Document passage
Focus Financial Partners, LLC oversaw more micro-deals totaling more than $450 million in assets, and while deals of this kind are often downplayed, industry leaders say the firm will grow in its dominance by helping its partner firms grow. See: Focus Financial looks more like a consolidator-of-consolidators as its partner firms go on buying sprees.
These smaller deals are actually big deals in the industry, says Mindy Diamond, chief executive of New York-based Diamond Consultants LLC. “The industry is watching, and you’re going to see more and more of these deals getting done,” she says. “This is huge for the industry because it shows the power of the independent space.”
Focus founder Rudy Adolf points out that one of the main reasons RIAs want to partner with his firm is to get help growing inorganically through his firm’s M&A team. Merriman Inc. is a case in point. The $1.5 billion Seattle-based RIA, acquired by Focus in December, has its sights set on inorganic growth. See: Why it took Rudy Adolf seven years to win an elusive $1.5-billion RIA to cap a $14-billion-asset year.
Passing a billion
Two Focus firms that closed deals are each expected reach the pivotal $1 billion mark in assets once they complete the new assets move over to their firms.
JFS Wealth Advisors in Hermitage, Pa., acquired the $325 million, Pittsburgh-based, H.L. Zeve Associates. The deal brings JFS to $1.2 billion in assets. Under the deal, founder Harvey Zeve will become a consultant and Steve Lee, president of H.L. Zeve, will stay on as managing principal. Founded in 1986 by Bob Jazwinski, JFS has more than 1,000 clients in 30 states.
Westport, Conn.-based LLBH Private Wealth Management, which became a Focus firm in 2009, is making Haley Rockwell a managing director. She has agreed to close down her RIA, Chronogram, a private-wealth-management firm in Greenwich, Conn. With the addition of her firm’s $110 million in assets, LLBH will have more than $1 billion. See: What RIA principals in the Focus Financial family have to say about a rumored deal for the consolidator.
Focus’ Richmond, Va.-based firm CapGroup Advisors hired financial advisor Jeremy Kuhlen and acquired his private-client assets of about $35 million. He had co-founded Mentor-Wealth Management, and CapGroup will gain him and his firm’s assets. CapGroup already has more than $1 billion in assets. See: Callan terminates a $1-billion RIA as a client after a 20-year run after the RIA turned its competitive guns on Callan.
Tuck-ins large and small
Adolf says his firm has made sure that all Focus partners have access to its leading M&A team as well as “Focus’s deep pockets and very attractive costs of capital.”

Work to complete
- 1) Retype the part of the article on Focus Financial's partner deals that begins at the words "Passing a billion" and stops after the words "to their firms.".
- 2) Summarize the article on Focus Financial's partner deals in two sentences.

Recorded data
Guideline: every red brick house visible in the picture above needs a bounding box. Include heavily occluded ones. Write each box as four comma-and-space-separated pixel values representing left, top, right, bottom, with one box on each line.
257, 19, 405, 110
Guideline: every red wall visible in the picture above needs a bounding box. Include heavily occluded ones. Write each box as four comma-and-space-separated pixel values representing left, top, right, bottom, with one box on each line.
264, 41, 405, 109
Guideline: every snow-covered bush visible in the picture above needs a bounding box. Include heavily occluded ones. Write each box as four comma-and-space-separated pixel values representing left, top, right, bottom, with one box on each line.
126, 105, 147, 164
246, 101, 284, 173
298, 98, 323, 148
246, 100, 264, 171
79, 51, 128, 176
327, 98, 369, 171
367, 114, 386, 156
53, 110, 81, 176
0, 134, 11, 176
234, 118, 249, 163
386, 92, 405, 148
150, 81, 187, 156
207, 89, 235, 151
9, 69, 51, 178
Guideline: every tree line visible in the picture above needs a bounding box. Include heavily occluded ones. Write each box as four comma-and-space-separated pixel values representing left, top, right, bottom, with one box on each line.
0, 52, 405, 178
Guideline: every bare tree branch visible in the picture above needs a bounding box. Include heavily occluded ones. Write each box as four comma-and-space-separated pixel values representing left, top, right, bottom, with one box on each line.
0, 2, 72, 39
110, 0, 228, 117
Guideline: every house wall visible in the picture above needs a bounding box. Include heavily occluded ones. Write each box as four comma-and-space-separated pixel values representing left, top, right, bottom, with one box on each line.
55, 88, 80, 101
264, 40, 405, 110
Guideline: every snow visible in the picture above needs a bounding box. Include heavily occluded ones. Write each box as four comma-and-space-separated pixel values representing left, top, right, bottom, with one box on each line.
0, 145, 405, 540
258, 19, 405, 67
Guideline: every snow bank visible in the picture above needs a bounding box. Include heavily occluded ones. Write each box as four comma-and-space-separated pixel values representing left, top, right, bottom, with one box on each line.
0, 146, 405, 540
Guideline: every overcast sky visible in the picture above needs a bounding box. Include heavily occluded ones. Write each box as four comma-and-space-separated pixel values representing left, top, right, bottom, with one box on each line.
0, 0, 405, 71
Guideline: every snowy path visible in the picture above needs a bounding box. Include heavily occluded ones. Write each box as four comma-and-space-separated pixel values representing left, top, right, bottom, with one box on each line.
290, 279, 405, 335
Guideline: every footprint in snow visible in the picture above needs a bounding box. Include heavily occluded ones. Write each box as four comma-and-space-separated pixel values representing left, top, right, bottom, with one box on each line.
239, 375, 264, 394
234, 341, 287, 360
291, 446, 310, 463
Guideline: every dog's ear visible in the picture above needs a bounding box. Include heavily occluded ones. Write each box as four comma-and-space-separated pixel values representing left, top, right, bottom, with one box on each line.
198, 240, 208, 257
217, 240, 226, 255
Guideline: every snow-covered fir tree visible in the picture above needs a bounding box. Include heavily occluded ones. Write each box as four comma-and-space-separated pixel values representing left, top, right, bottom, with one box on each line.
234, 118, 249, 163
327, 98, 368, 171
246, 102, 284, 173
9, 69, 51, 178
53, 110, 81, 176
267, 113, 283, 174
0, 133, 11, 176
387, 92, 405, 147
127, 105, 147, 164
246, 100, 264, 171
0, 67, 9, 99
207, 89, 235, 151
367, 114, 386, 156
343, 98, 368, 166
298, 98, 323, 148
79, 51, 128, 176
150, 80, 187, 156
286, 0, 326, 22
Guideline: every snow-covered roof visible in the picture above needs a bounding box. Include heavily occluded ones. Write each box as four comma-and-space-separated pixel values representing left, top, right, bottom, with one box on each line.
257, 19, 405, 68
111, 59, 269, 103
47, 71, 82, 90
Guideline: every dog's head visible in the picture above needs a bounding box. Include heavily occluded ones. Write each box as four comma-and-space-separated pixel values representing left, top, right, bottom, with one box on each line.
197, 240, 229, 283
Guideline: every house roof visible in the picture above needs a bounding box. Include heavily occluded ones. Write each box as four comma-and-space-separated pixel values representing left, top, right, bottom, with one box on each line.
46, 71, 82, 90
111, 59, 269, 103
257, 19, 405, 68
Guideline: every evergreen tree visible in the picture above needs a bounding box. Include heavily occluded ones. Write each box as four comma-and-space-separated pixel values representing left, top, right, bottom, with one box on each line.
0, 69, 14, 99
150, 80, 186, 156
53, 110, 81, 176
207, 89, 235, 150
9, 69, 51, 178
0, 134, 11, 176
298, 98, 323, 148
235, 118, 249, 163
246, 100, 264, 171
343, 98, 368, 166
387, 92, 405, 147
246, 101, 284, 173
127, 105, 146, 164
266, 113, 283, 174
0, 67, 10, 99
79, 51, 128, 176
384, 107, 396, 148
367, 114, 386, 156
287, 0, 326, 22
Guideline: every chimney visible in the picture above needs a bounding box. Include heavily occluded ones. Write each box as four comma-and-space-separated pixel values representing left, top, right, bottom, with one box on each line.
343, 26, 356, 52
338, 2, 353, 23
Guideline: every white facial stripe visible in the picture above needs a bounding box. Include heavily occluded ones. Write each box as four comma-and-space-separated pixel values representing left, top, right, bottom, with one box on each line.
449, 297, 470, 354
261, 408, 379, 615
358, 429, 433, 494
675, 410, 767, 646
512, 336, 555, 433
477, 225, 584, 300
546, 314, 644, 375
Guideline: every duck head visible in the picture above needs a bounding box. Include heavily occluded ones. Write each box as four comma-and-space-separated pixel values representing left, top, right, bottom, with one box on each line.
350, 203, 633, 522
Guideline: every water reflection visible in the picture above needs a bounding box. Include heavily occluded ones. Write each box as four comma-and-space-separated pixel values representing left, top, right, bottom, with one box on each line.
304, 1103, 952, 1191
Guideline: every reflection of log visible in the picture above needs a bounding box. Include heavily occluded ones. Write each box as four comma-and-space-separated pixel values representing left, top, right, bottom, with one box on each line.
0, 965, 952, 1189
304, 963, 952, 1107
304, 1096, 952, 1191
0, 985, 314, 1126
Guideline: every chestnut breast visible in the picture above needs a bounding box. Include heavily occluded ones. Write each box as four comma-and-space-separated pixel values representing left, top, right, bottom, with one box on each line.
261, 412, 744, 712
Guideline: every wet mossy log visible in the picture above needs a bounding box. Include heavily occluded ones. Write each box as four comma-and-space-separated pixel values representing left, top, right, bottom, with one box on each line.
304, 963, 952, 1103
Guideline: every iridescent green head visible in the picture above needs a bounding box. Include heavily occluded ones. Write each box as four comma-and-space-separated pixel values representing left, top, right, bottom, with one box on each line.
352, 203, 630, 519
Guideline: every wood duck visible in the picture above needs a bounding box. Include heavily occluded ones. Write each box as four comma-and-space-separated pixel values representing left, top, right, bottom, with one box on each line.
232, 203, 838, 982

Exercise responses
- 1)
Passing a billion
Two Focus firms that closed deals are each expected reach the pivotal $1 billion mark in assets once they complete the new assets move over to their firms.

- 2) Focus Financial Partners oversaw micro-deals totaling more than $450 million in assets, and industry leaders say the firm will grow in its dominance by helping its partner firms grow. Two Focus firms, JFS Wealth Advisors and LLBH Private Wealth Management, are each expected to reach $1 billion in assets through their deals, while CapGroup Advisors, which already has more than $1 billion, acquired about $35 million in private-client assets.